***** Extracto proporcionado *****

Pero, ahora, ¡piensa! Si Cristo tuvo que sufrir en Su semblante esas transformaciones incomparables, eso debe haber estado relacionado, en primer lugar, con Su sudor de sangre, luego con Su agonía y después de eso, con la transformación, o, si se me permite usar tal palabra, la transmutación de su cuerpo en un cuerpo espiritual, ¿no podéis concebir que su semejanza sería cambiada, que los discípulos apenas lo conocerían si no hubiera habido algunas marcas profundamente grabadas por las cuales podrían reconocerlo? Los discípulos miraron el mismo rostro, pero incluso entonces dudaron. Había majestad en Él que la mayoría de ellos no había visto. Pedro, Santiago y Juan lo habían visto transfigurado, cuando sus vestiduras eran más blancas de lo que cualquier lavandero podría hacerlas. Pero el resto de los discípulos sólo lo habían visto como un varón de dolores. No lo habían visto como el Señor glorioso y, por lo tanto, estarían dispuestos a dudar si Él era el mismo. Pero esas huellas de uñas; ese costado traspasado, estas eran marcas que no podían disputar, ¡de las cuales la incredulidad, en sí misma, no podía dudar! Y todos se convencieron y confesaron que Él era el Señor; incluso el incrédulo Tomás se vio obligado a gritar: ¡Señor mío y Dios mío!”
II. Pasemos a la segunda pregunta: ¿por qué debe Cristo llevar estas llagas en el cielo, y para qué sirven? Déjame darte algunas ideas sobre el asunto.

***** Datos proporcionados *****

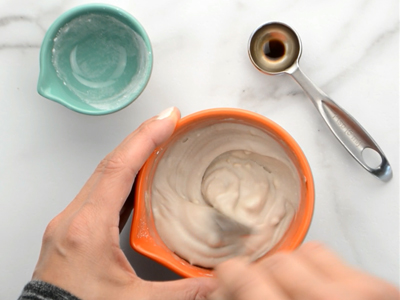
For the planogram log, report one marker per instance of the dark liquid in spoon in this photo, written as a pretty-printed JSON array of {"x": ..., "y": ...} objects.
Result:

*****

* Ejercicio planteado A: En el extracto sobre las llagas de Cristo, ¿qué discípulos lo habían visto transfigurado?
* Ejercicio planteado B: Prosigue el extracto sobre las llagas de Cristo desde su última oración.

* Resultado del ejercicio A: Pedro, Santiago y Juan.

* Resultado del ejercicio B:
Puedo concebir, primero, que las heridas de Cristo en el cielo serán un tema de eterna maravilla para los ángeles. Un antiguo escritor representa a los ángeles diciendo: “Oh, Señor de la gloria, ¿qué heridas son estas en Tus manos? Lo habían visto partir del cielo, y habían ido con Él hasta donde podían ir, cantando: ‘Gloria a Dios en las alturas, paz en la tierra’”. Algunos de ellos lo habían observado durante Su peregrinaje, porque “Él fue visto de los ángeles”. Pero cuando regresó, no dudo que se aglomeraron a su alrededor, se inclinaron ante Él en adoración y luego le hicieron la santa pregunta: “¿Qué heridas son estas en Tus manos?” De todos modos, pudieron contemplar por sí mismos en el cielo al hombre que sufría y pudieron ver las heridas que sus sufrimientos produjeron en su cuerpo. Y puedo imaginar fácilmente que esto les haría elevar sus canciones más alto. ¡Prolongaría sus gritos de triunfo y les haría adorarlo con un éxtasis de asombro como nunca habían sentido! ¡Y no dudo que cada vez que miran Sus manos y contemplan al hombre crucificado exaltado por el costado de Su Padre, están de nuevo envueltos en asombro y de nuevo golpean sus arpas con dedos más gozosos, al pensar en lo que Él debe haber sufrido quien así lleva las cicatrices de Sus duras batallas!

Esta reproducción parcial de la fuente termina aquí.